Brief. Retype, in the records below, the stretch from the line containing "You are given" through the line containing "[[687, 190]]", omitting the picture.

── Exercise inputs

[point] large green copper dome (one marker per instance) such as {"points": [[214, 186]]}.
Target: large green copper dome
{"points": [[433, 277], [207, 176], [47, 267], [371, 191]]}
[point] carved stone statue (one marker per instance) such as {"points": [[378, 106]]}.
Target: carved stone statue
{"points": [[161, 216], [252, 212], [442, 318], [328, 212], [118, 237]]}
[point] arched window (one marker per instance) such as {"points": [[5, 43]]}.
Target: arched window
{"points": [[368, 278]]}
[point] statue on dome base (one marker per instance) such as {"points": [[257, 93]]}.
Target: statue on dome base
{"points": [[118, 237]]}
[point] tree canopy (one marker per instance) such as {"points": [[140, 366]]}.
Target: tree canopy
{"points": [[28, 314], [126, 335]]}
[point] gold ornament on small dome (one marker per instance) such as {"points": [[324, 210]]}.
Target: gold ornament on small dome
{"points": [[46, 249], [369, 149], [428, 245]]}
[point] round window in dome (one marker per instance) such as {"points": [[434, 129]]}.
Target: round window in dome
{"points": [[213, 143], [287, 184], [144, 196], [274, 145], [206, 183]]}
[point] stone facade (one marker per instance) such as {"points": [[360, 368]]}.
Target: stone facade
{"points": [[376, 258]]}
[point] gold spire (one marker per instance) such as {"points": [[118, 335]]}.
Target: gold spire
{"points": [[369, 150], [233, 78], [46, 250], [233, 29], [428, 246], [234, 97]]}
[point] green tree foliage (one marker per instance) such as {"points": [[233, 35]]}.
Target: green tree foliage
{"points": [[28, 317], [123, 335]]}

────
── Exercise inputs

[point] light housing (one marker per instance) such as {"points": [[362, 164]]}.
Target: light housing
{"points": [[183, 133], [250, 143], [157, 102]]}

────
── Exercise inputs

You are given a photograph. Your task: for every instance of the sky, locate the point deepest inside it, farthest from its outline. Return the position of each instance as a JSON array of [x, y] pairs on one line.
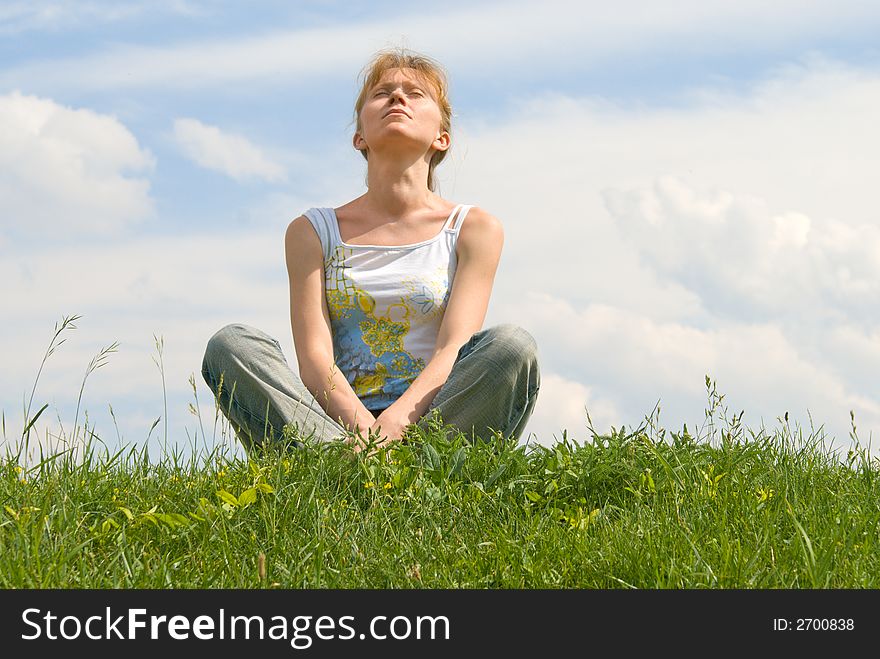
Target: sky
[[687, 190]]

────

In response.
You are given a photograph. Your task: for every instance of the sky, locate the point deepest inside it, farthest from its outline. Return the position of each instance as a JSON array of [x, y] pairs on one line.
Target: sky
[[687, 190]]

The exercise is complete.